» Supplied data:
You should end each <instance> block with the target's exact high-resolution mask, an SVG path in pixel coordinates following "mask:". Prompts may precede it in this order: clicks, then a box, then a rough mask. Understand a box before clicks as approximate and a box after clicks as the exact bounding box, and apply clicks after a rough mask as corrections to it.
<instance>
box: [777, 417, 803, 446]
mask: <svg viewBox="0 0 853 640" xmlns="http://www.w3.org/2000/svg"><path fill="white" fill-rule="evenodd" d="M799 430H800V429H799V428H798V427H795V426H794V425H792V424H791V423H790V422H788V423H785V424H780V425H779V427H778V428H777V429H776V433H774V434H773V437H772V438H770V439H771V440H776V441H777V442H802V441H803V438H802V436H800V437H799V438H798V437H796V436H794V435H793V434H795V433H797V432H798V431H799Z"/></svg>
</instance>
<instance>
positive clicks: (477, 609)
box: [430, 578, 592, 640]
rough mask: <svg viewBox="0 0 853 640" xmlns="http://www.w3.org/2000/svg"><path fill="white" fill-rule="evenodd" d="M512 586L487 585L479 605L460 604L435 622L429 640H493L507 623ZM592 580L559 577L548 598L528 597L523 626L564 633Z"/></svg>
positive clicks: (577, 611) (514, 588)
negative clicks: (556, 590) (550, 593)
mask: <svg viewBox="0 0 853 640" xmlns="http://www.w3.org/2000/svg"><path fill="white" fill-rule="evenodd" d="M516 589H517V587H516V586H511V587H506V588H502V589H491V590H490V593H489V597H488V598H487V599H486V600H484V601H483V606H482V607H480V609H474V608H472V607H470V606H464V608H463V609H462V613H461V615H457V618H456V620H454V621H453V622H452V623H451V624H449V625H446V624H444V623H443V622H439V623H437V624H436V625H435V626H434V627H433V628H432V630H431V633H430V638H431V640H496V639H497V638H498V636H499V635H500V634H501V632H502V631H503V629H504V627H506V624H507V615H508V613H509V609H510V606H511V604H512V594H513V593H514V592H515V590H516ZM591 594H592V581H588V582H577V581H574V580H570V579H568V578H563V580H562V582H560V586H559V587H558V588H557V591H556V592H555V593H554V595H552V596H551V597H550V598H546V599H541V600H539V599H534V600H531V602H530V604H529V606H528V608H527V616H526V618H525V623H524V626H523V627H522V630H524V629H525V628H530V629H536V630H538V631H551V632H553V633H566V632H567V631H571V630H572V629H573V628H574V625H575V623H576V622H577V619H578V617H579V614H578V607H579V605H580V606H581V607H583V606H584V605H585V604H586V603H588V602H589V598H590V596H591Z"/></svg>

» Goal of the exercise: From the data above, copy each line where the string "instance" appears.

» Solution to this problem:
You should end each <instance> block with the target's exact high-resolution mask, an SVG path in pixel coordinates following "mask:". Prompts may precede it in this order: clicks, then a box, then a rough mask. Understand a box before clicks as approximate and a box after clicks as the exact bounding box, and apply clicks after a rough mask as corrections to it.
<instance>
</instance>
<instance>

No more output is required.